## Directive:
Reproduce the lines below with "pixel coordinates" renamed to "pixel positions" wherever it occurs, leaving everything else unchanged.

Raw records
* begin *

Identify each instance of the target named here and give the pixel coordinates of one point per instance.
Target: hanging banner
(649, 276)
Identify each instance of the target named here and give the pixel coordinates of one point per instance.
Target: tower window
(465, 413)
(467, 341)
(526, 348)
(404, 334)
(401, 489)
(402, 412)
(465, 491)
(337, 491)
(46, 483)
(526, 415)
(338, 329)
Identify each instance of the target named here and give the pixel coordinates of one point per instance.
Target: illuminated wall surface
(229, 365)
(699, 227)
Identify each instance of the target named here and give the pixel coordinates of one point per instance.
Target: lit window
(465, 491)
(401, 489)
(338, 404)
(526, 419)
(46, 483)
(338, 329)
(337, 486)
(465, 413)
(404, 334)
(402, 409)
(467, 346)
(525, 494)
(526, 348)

* end *

## Response below:
Identify each instance of the target named here and give the pixel positions of one point per instance.
Target: hanging banner
(649, 276)
Identify each instance of the target named here and give the pixel positions of one point per instance.
Target: tower window
(465, 413)
(467, 341)
(526, 348)
(404, 334)
(401, 489)
(402, 412)
(465, 491)
(337, 491)
(46, 483)
(526, 415)
(338, 329)
Identify each instance of the target named here and give the pixel positions of one point per instance.
Target: illuminated wall surface
(229, 365)
(699, 227)
Identify each instance of the target named here and give the pixel positions of one point per instance.
Target: lit window
(465, 491)
(401, 489)
(338, 404)
(526, 419)
(46, 483)
(338, 329)
(337, 486)
(465, 413)
(404, 334)
(402, 409)
(467, 346)
(525, 494)
(526, 348)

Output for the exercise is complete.